## Prompt
Each record has to be repeated exactly as given.

Referring expression data
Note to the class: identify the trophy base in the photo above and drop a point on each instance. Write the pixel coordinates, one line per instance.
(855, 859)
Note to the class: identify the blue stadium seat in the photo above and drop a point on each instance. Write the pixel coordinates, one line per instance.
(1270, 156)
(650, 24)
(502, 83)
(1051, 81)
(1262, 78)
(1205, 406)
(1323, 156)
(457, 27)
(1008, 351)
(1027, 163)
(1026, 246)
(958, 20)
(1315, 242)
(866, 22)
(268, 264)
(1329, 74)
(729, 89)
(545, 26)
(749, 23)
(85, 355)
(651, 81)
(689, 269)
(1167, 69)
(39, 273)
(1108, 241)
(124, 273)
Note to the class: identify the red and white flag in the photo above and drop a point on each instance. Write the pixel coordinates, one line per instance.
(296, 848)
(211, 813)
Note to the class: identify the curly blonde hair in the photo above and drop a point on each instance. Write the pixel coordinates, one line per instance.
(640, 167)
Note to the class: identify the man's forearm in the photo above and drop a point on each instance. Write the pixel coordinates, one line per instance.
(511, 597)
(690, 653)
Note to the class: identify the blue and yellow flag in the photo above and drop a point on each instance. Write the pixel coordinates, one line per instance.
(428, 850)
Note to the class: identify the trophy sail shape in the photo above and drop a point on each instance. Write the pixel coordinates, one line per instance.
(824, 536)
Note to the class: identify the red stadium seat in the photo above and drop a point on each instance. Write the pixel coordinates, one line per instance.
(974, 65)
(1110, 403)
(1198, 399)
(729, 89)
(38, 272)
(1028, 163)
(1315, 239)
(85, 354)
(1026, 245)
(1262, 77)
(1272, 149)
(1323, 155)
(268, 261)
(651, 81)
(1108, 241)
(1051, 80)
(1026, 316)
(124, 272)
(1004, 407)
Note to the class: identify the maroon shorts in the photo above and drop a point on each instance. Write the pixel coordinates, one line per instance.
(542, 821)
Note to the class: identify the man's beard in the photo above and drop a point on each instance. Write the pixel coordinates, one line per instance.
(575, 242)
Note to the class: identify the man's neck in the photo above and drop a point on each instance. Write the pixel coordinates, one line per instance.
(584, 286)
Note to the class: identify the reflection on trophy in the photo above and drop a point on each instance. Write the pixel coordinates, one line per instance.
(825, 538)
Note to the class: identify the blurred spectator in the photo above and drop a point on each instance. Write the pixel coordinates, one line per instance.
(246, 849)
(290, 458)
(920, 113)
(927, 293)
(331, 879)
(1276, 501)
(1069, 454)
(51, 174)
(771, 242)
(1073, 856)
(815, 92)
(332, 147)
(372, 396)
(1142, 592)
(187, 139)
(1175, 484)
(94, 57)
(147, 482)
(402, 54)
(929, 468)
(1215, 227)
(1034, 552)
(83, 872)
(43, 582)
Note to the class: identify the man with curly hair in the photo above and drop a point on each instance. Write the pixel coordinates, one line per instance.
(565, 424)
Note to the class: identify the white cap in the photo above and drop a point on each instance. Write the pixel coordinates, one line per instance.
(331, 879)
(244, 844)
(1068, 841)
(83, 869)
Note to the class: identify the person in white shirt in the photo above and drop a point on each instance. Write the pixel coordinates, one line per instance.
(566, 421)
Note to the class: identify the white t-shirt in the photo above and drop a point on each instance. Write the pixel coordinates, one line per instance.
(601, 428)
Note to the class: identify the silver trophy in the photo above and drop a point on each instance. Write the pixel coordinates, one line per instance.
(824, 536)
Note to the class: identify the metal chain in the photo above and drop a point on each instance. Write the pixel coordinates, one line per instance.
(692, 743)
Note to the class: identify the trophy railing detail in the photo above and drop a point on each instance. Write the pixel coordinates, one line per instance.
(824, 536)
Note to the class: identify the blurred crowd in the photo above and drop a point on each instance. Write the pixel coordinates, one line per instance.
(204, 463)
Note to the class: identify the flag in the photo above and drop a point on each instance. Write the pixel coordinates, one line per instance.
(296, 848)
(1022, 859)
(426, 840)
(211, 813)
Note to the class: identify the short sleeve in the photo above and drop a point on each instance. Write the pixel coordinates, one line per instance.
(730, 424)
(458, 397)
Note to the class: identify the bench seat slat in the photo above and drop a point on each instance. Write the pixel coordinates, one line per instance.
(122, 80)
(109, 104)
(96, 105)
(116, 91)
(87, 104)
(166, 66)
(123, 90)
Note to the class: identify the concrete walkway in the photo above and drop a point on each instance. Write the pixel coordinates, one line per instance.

## Task response
Note to the class: identify the trophy base in the photo above and drop a point on each instance. Write the pixel coordinates, one line per instance.
(855, 859)
Note to the class: identify the blue stadium seat in the photo above and drop a point on each instance. Write the pixel coordinates, one line per instance.
(1270, 156)
(650, 24)
(502, 83)
(1051, 81)
(1262, 78)
(1205, 406)
(1323, 156)
(457, 27)
(1008, 351)
(1027, 163)
(1026, 246)
(958, 20)
(1315, 242)
(866, 22)
(268, 264)
(1329, 74)
(729, 89)
(545, 26)
(749, 23)
(85, 355)
(651, 81)
(689, 269)
(1167, 69)
(39, 273)
(1108, 241)
(124, 273)
Note to the class: identify the red and white flag in the photo above and drop a point on each instance. Write the pixel coordinates, one line per instance.
(296, 848)
(211, 813)
Note to the class: identify the curly blonde hair in the photo above and drop a point on each instance. Write the pixel coordinates, one line per instance.
(640, 167)
Note to the class: identify the man's forearm in the photo above and drop a point on each instance. Write the pixel coordinates, one line per instance.
(511, 597)
(690, 653)
Note to the class: identify the blue and yellow flag in the photo above and drop a point on each instance. Write the pixel coordinates, one line per instance.
(428, 850)
Note to the class: identify the trophy sail shape in the photo above and drop a point on each instance. Write the pixel coordinates, one line per instance.
(824, 536)
Note to the class: identify the red stadium seat in the photo above and drop a point on each instance. Write the pixel coordinates, one line per instance.
(974, 65)
(1110, 403)
(1198, 399)
(729, 89)
(38, 272)
(1028, 163)
(1315, 239)
(85, 354)
(1026, 245)
(1262, 77)
(1272, 149)
(1323, 155)
(268, 261)
(651, 81)
(1108, 241)
(1051, 80)
(1026, 316)
(124, 272)
(1004, 407)
Note to the class: identify the maroon shorts in the photo above and drop a point on each instance. Write the pixel coordinates, one line per instance.
(542, 821)
Note to the class: identify the man's beard in the photo above and drop a point on each instance. Write the pixel coordinates, one line per instance.
(575, 242)
Note to the class: identify the man's neck in the photo above and drop a point on each instance. Write the pixel coordinates, one line per instance.
(584, 286)
Note to the class: identify the reflection on trophy in the photo above and drop a point on each instance. Write the pixel coordinates, one line per instance.
(825, 538)
Note to the class: identify the blurred spectator in the photo above and drop a point on each instance. Write the pixel coordinates, one line per instance.
(246, 849)
(290, 458)
(920, 113)
(927, 293)
(331, 879)
(1276, 501)
(1069, 454)
(51, 174)
(771, 242)
(1073, 856)
(815, 92)
(332, 147)
(372, 396)
(1142, 592)
(187, 139)
(1175, 484)
(94, 57)
(147, 482)
(402, 54)
(929, 468)
(1215, 227)
(1034, 552)
(83, 872)
(43, 582)
Note to the class: identify the man with curly hair in the photo above and drop a point on each instance. Write the pixel coordinates, one line per instance.
(565, 424)
Note to the class: identify the white cap in the photo above and drop a point on each instance. Write the pixel coordinates, one line per instance.
(331, 879)
(244, 844)
(1068, 841)
(83, 869)
Note to the class: identify the person in white shirt in the photo above and drop a point on each instance. Write the pixel coordinates, one line per instance.
(566, 421)
Note to the class: identify the white t-shirt in the photo above and drop a point on each instance. Write the pixel coordinates, one line per instance.
(601, 428)
Note to the class: identify the silver trophy in the photo above and drop a point on each instance. Write the pixel coordinates, one line per instance.
(824, 536)
Note to the class: identify the metal chain in the photo above and drop a point on each instance. Write the pixel coordinates, one line per instance.
(692, 743)
Note to the class: identify the trophy railing detail in the photo above and drop a point on each instance. Write the pixel coordinates, one line per instance.
(824, 536)
Note to the class: identify the blurred crowd in the photo above and drop a point on each instance. Write the pixel coordinates, one line per instance.
(204, 463)
Note to the class: identify the flag in the photo above and drop a point on each instance. Write the pixel coordinates, one line per instance.
(296, 848)
(1022, 859)
(426, 840)
(211, 813)
Note to the class: identify the short sleeve in the photo above and drop a point on each instance. Write the pixel coordinates, one line per instance.
(730, 424)
(458, 397)
Note to the class: identify the bench seat slat in the photo above and drop a point on each instance. Write the pixel coordinates, one line per instance.
(122, 80)
(109, 104)
(96, 105)
(116, 91)
(87, 104)
(166, 66)
(123, 90)
Note to the class: identify the concrete walkway in the photo above and drop a point on each instance. Write the pixel coordinates, one line per instance.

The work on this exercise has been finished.